'''

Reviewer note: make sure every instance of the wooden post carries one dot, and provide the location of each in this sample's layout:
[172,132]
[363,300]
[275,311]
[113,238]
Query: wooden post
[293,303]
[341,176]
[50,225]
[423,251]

'''

_SET TASK_:
Lay out every line of the entries above as a JSON list of strings, one string per line, leaving out blank lines.

_REPLY TO THE EXERCISE_:
[
  "Reviewer note: make sure every instance of the wooden post carries one dot, and provide the location of each in this sample's layout:",
  "[172,132]",
  "[363,300]",
  "[275,311]",
  "[113,238]",
  "Query: wooden post",
  "[293,303]",
  "[341,176]",
  "[50,225]",
  "[423,251]"
]